■ Source
The difference between the two is the 'bid offer spread' and effectively amounts to the initial charge you pay when buying new units (since the bid price (what you buy at) is more than the offer price (what you sell at)).
For example if the bid price (the price you buy new units at) is 105p and the offer price (the price you sell units at) is 100p then the bid offer spread is 5p which is 5% - you're effectively paying a 5% charge to buy into the fund.
Look at it another way - imagine you bought a single unit in the fund - you'd have paid 105p. Now imagine you sold it straight away at 100p - you'd be 5% less well off... the 5% represents the initial charge for buying the unit.
The bid offer spread can usually be discounted away if you use a discount broker like Hargreaves Lansdown. On their site if you look up the fund you'll see that their initial charge discount on that fund is 5%, so your initial charge is actually 0% (although there are other charges incurred which on that fund amount to about 0.25%).
Have a search for 'hargreaves lansdown' on here, they're mentioned quite often.

■ Data excerpt
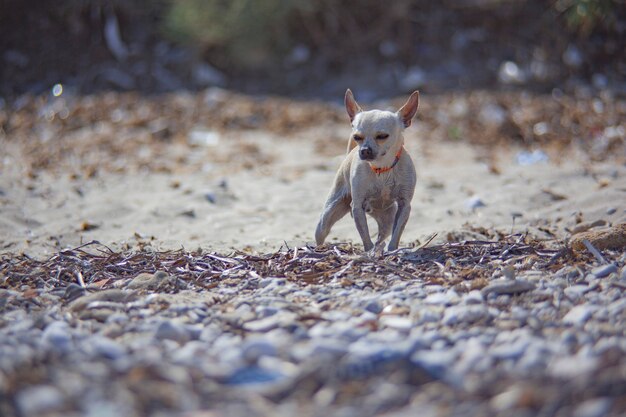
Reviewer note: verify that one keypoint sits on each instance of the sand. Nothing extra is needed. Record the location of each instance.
(260, 207)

■ Objectives
a) Summarize the text on the bid offer spread in two sentences.
b) Reproduce word for word the part of the text on the bid offer spread from "Look at it another" up to and including "mentioned quite often.".
c) Write the next part of the text on the bid offer spread, picking up after its final sentence.

■ Expected answers
a) The bid offer spread is the difference between the buying and selling prices of fund units, and it effectively amounts to an initial charge, so a 105p buying price against a 100p selling price means paying a 5% charge to buy into the fund. A discount broker like Hargreaves Lansdown can usually discount this spread away, bringing the initial charge on that fund to 0%, although other charges of about 0.25% still apply.

b)
Look at it another way - imagine you bought a single unit in the fund - you'd have paid 105p. Now imagine you sold it straight away at 100p - you'd be 5% less well off... the 5% represents the initial charge for buying the unit.
The bid offer spread can usually be discounted away if you use a discount broker like Hargreaves Lansdown. On their site if you look up the fund you'll see that their initial charge discount on that fund is 5%, so your initial charge is actually 0% (although there are other charges incurred which on that fund amount to about 0.25%).
Have a search for 'hargreaves lansdown' on here, they're mentioned quite often.

c)
As for the quality of the fund, I'd recommend it highly. It's weathered the last 6 months of financial storm with very low volatility but at the same time managed to increase in value steadily. It's not been fully tested in all market conditions since it's still a relative newcomer (1-2yrs old or so?), but over the last 6 months it's done very well to beat off the storms.0 -
The fund is a Unit Trust. These include the commission for financial advisers in their advertised sell price. If you buy from a discount broker, you will not actually pay this cost.
Most funds nowadays are OEICs. These have one price and the commission is added on top of that price when you buy.
The effect is exactly the same.
If you are buying the fund from a broker that discounts some of the initial commission, then you need to take that discount off the price to work out the actual selling cost.
E.g.
http://www.h-l.co.uk/fund_research/security_details/sedol/B11V7T6.hl
Sell: 116.2p
Buy 122.3p (INCLUDING THE INITIAL CHARGE/COMMISSION)
Initial charge: 5%
Initial Saving 5%
Fund Type: Unit Trust
This tells you that it is a unit trust, so the buy price quoted includes an initial charge of 5%. To find the actual buy price you take off the initial saving (of 5% in this case).
Hence 122.3p * 0.95 = 116.2p
So the buy/sell is the same.
Compare with:
http://www.h-l.co.uk/fund_research/security_details/sedol/B29TR99.hl
Sell/buy: 101.2p
Initial charge: 3.5%
Intial saving: 3%
Fund type: OEIC
In this case, the fund type is OEIC so the initial charge is ADDED to the price.
To find the price including charge, you need to consider that 3.5% is the charge out of the amount invested, not the cost of the fund. Hence the cost is not 1.035 * 101.2 = 104.7p, but 101.2 / 0.965 = 104.9p.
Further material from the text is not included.